» **What you have to do**
Determine the number of lines in the entries below in which the word "tree" appears, and reply with that number only.

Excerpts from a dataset
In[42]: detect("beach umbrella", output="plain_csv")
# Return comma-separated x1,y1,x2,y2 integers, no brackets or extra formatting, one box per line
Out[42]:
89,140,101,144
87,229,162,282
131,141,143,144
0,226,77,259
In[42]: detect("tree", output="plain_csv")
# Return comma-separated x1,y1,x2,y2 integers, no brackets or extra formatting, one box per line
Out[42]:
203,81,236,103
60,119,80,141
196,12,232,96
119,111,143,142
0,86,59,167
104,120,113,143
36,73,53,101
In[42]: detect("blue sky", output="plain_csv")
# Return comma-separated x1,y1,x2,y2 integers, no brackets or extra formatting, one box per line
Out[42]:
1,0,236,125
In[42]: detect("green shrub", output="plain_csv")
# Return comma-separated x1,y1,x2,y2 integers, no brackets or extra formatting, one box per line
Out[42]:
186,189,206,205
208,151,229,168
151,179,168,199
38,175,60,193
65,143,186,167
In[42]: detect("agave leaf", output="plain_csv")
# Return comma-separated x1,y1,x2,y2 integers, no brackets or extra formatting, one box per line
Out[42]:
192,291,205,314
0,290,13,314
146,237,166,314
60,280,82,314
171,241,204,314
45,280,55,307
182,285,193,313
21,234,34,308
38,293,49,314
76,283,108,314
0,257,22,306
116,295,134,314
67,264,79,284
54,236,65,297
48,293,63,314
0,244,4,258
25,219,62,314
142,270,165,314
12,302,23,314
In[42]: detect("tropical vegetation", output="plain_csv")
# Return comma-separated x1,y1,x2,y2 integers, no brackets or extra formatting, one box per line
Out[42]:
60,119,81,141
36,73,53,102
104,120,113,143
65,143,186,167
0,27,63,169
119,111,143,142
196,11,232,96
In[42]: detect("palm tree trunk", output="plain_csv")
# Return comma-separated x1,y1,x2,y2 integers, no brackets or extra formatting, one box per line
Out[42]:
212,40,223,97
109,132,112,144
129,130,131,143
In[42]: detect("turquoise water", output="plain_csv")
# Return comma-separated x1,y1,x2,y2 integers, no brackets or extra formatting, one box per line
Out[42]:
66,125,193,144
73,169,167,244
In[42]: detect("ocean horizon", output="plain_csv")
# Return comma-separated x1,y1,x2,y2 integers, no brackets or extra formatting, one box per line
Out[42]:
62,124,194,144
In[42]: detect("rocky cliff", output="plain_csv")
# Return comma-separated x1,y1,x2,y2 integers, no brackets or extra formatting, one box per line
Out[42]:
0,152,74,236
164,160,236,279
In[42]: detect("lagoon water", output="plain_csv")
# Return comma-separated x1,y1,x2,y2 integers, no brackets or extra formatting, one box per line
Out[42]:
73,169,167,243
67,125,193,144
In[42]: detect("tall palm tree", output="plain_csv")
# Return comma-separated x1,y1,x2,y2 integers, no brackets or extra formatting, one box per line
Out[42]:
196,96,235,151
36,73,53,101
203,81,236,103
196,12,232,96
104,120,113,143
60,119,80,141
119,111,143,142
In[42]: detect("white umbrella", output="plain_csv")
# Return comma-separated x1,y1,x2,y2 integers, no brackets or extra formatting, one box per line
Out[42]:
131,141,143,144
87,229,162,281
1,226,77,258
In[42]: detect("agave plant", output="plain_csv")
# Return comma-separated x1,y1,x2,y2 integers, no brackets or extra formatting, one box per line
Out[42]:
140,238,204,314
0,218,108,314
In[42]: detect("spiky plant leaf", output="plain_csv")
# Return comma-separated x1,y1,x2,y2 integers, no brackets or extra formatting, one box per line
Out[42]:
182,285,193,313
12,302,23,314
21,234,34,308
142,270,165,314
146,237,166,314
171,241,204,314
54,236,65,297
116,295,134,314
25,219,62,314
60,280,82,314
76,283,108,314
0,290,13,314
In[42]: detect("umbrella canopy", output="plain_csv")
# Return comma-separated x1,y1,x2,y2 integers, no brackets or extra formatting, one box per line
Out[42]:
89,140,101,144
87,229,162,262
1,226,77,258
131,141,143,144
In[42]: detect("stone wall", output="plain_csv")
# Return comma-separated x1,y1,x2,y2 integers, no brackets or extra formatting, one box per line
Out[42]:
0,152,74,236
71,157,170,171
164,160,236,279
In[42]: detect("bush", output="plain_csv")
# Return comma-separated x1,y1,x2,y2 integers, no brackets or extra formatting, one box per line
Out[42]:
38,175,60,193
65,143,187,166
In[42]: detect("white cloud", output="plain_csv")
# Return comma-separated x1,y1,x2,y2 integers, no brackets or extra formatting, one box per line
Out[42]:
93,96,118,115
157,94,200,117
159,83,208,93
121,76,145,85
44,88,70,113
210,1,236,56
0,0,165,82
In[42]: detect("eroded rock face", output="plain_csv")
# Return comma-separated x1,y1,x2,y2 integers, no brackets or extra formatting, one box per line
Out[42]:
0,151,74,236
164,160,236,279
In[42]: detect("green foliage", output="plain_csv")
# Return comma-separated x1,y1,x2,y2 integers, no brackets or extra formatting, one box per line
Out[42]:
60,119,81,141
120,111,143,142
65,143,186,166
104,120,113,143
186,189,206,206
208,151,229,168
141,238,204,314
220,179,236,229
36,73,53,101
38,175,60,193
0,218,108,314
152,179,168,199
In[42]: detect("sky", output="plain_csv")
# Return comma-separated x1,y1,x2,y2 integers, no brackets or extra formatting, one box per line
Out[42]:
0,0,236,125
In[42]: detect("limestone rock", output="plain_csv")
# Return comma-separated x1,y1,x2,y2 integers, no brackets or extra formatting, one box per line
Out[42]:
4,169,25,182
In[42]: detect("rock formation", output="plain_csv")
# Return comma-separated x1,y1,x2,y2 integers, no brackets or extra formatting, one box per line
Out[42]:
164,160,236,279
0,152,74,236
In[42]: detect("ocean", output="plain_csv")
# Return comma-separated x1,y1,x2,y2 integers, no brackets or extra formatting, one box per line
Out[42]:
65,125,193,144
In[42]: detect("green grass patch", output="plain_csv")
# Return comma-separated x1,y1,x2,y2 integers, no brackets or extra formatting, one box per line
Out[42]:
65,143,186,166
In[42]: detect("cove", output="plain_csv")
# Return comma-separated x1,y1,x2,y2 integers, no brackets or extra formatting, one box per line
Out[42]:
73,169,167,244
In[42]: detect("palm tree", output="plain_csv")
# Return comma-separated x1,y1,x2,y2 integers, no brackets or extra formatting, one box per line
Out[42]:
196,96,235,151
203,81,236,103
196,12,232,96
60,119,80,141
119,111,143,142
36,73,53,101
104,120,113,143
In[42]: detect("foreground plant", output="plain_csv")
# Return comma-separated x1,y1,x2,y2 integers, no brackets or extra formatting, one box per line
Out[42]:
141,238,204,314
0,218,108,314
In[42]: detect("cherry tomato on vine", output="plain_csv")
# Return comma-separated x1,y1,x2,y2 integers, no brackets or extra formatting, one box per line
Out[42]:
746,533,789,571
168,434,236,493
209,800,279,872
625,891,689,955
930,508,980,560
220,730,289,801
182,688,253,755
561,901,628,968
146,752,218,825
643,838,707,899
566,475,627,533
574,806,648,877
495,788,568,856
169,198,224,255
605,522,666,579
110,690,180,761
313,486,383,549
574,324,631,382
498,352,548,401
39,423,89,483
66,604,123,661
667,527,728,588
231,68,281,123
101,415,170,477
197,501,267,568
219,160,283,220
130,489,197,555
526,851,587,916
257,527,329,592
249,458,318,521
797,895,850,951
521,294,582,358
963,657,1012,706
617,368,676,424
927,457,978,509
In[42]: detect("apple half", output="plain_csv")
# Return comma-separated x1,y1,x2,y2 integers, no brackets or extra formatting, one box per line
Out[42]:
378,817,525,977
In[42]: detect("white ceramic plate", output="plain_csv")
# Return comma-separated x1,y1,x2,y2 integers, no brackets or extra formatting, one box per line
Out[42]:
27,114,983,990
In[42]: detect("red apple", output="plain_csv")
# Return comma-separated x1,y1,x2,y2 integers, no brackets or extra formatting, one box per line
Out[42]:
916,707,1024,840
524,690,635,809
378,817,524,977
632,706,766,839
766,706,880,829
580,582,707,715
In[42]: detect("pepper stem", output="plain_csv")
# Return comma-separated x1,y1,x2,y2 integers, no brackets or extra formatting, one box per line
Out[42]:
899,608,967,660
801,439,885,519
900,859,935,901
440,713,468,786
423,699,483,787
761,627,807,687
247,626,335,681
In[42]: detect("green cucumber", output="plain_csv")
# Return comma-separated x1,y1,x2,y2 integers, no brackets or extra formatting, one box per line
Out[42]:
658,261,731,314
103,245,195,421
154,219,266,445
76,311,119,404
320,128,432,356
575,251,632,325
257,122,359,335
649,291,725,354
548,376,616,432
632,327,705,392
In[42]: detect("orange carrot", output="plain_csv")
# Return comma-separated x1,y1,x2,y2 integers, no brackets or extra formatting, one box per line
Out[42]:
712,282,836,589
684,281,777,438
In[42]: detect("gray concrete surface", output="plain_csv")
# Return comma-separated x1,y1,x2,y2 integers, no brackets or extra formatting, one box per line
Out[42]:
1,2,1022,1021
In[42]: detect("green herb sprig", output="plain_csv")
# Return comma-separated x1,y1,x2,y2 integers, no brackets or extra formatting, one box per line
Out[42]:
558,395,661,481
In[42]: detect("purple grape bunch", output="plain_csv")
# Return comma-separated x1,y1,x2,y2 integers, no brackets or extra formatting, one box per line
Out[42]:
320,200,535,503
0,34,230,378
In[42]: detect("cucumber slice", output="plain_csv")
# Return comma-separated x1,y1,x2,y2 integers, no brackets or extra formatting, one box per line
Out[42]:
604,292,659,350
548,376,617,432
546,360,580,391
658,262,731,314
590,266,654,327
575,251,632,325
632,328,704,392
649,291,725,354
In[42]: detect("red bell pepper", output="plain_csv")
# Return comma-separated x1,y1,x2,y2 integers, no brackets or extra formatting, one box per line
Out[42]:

» **Written response**
4